Record excerpts -
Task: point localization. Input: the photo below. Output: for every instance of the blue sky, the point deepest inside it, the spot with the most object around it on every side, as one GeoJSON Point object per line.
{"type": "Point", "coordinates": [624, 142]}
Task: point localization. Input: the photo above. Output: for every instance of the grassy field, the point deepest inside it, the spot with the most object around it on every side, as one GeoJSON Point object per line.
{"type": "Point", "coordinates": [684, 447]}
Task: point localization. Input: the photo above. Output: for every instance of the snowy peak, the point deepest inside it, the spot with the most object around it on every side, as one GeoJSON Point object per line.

==

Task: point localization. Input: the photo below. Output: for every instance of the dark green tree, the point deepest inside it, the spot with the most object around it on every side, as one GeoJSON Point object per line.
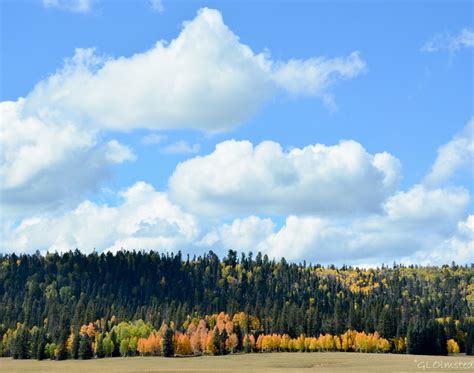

Short task - Can you reproduce, word for word, every line from the one containing "of the blue" to the one containing "of the snowy", including both of those lines?

Exercise answer -
Task: point localization. Input: the photo below. Output: for every instance of the blue sky, the point deepest inside it, the spot with the most object around it on every side, as one GeoJSON Point object per line.
{"type": "Point", "coordinates": [624, 142]}
Task: point localization. Input: the photo above. Output: for every instance of the grassy field, the point deepest inside it, the spot with the most object around it on every side, as one GeoJSON Point object per line.
{"type": "Point", "coordinates": [684, 447]}
Task: point localization. Input: the photo above. Output: for every instance of the snowy peak, the point deepest inside it, the spot with the most object around it on every side, as one GeoJSON Point object per line.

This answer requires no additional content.